-- BEGIN Text block --

‘Yes’ to the Aboriginal and Torres Strait Islander Voice

The New South Wales Bar Association supports the Aboriginal and Torres Strait Islander Voice

In 2023, Australians will be asked to approve an amendment to our Constitution to recognise the First Peoples of Australia by establishing an Aboriginal and Torres Strait Islander Voice. The New South Wales Bar Association supports this important reform to our Constitution

The Association has for many years endorsed the Uluru Statement from the Heart and supported the establishment of a constitutionally enshrined First Nations Voice, the first element of the Uluru Statement’s call for ‘Voice, Treaty, Truth’.

On 30 March 2023, the Federal Government introduced the Constitution Alteration (Aboriginal and Torres Strait Islander Voice) 2023 into Parliament, containing proposed wording for an amendment to the Constitution to substantively recognise Aboriginal and Torres Strait Islander peoples as the First Peoples of Australia through creation of an Aboriginal and Torres Strait Islander Voice.

On 12 April 2023, the President of the New South Wales Bar Association, Gabrielle Bashir SC issued the following message to members of the Association:

On Thursday 6 April 2023, the New South Wales Bar Council met to consider both the wording of the proposed amendment to the Constitution set out in the Constitution Alteration (Aboriginal and Torres Strait Islander) Voice Bill 2023, and the policy position that the NSW Bar should adopt, if any, in relation to the proposal to enshrine the Voice in the Australian Constitution.

-- END Text block --
-- BEGIN Data supplied --

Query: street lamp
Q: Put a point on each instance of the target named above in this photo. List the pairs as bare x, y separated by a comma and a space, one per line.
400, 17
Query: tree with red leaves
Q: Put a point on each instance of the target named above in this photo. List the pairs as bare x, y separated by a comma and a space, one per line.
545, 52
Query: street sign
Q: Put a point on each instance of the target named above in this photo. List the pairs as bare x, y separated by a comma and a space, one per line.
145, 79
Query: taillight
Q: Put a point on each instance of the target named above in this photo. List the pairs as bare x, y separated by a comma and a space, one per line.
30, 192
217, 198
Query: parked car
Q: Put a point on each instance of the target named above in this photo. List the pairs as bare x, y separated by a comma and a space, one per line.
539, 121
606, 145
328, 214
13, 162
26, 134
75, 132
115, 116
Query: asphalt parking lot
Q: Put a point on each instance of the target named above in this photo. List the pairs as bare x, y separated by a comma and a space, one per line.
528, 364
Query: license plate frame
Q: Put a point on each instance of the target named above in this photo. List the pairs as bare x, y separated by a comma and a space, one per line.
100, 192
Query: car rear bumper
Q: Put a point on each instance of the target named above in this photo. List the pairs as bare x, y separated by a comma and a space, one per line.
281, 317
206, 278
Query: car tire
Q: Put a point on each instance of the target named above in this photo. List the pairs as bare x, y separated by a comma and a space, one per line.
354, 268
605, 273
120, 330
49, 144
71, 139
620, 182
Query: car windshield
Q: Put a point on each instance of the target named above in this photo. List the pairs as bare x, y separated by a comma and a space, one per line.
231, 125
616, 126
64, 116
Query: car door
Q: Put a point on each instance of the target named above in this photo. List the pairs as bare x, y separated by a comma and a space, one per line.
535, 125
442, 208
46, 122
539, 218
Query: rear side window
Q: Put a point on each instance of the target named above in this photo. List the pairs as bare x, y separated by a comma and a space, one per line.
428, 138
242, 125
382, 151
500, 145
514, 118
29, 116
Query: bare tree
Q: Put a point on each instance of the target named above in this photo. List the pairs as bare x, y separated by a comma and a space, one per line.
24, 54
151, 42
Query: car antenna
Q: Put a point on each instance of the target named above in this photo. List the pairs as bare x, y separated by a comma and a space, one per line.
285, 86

-- END Data supplied --

> [What to do]:
Reproduce the passage of the Voice statement from "In 2023, Australians" up to and including "for ‘Voice, Treaty, Truth’.", keeping every word as it stands. Rely only on the Voice statement to complete this.

> [Solution to the problem]:
In 2023, Australians will be asked to approve an amendment to our Constitution to recognise the First Peoples of Australia by establishing an Aboriginal and Torres Strait Islander Voice. The New South Wales Bar Association supports this important reform to our Constitution

The Association has for many years endorsed the Uluru Statement from the Heart and supported the establishment of a constitutionally enshrined First Nations Voice, the first element of the Uluru Statement’s call for ‘Voice, Treaty, Truth’.